Tribune
Les droits des
Tunisiennes
échappent au sondage Thomson Reuters
Wided Ben Driss
Mardi 19 novembre 2013
Le
sondage de la Thomson Reuters Foundation
classant la Tunisienne au 6e rang dans
le monde arabe en matière de droits
suscite de nombreuses réserves. La
méthode utilisée a laissé la place aux
réponses subjectives et erronées.
Explications...
Par Wided
Ben Driss*
Tous les sites d'information ont fait
circuler une information selon laquelle
la Tunisienne se classe 6e
dans le monde arabe en matière de
droits, bien derrières les Comoriennes,
Omanaises, Koweïtiennes, Jordaniennes et
Qataries. Une certaine déception a été
sentie dans les commentaires des
Tunisiens et Tunisiennes et une majorité
s'est ruée sur le gouvernement actuel
considéré comme responsable de la
détérioration de la condition des femmes
tunisiennes.
Certes les femmes tunisiennes sentent
des dangers mais restent vigilantes et
n'ont pas hésité à rappeler leurs
attachement aux droits acquis et leurs
volonté d'améliorer leurs conditions par
de nouvelles lois de la constitution en
cours d'élaboration (parité, cotutelle,
longue maternité avec un salaire
complet...).
Le but de l'analyse de la
méthodologie adoptée est de montrer le
haut degré de subjectivité des résultats
de ce type de sondage. Comme tout
sondage, le résultat est en fonction des
questions, des réponses et surtout des
personnes sondées.
La relecture des paramètres de
classement utilisés a pour objectif de
voir de près et de comprendre les
facteurs objectifs et subjectifs qui ont
valu à la Tunisie à ce rang pour le
moins surprenant.
Les
tunisiennes restent vigilantes pour
défendre leurs droits acquis,
dont sont encore privées les femmes dans
les autres pays arabes.
Femme arabe,
maquillée, voilée et armée !
Le sondage, publié 12 novembre 2013,
a été effectué par Thomson Reuters
Foundation. Il est consacré aux droits
des femmes dans les pays. Ses auteurs
ont enquêté auprès de 336 experts dans
22 pays arabes. L'objectif est d'évaluer
le degré d'adhérence des 22 pays arabes
à la convention des Nations Unis sur
l'élimination de toutes les formes de
discrimination à l'égard des femmes
(CEDAW) que la majorité des pays membres
de la Ligue des Etats arabes ont signée
ou ratifiée, à l'exception de la Somalie
et du Soudan. Il est tout de même
intriguant de trouver ces deux pays
classés devant les pays ayant signé la
convention (Yémen, Syrie, Arabie
Saoudite, Iraq et Egypte).
Dans la page ci-dessous illustrant
des détails du classement de la Tunisie,
l'image des deux filles voilées n'est
pas représentative des Tunisiennes. Et
le commentaire est pour le moins
discutable, car très subjectif et fondé
sur des sentiments et des états d'âmes.
Car, en pratique les femmes et les
familles n'hésitent plus à porter
plaintes contre les violences et les
viols.
D'après Christine German de Munathara
Initiative, «la violence et le viol
continuent à être honteux pour la femme.
Alors qu'elle en est la victime, la
femme continue à sentir la honte de leur
viol et s'auto-culpabilise».

------------------------------------

OBJECTIF =>
Répondez à ces questions en vous appuyant sur l'extrait ci-dessus.
(a) À quel rang le sondage place-t-il la Tunisienne dans le monde arabe en matière de droits ?
(b) Auprès de combien d'experts et dans combien de pays arabes l'enquête a-t-elle été menée ?
(c) Quels pays de la Ligue des États arabes n'ont ni signé ni ratifié la CEDAW ?

DONNÉES FOURNIES =>
------------------------------------

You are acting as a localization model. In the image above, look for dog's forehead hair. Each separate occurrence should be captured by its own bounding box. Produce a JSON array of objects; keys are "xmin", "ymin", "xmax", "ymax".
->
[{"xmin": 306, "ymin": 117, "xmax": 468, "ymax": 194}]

------------------------------------

RÉSULTAT OBTENU =>
(a) Au 6e rang.
(b) Auprès de 336 experts, dans 22 pays arabes.
(c) La Somalie et le Soudan.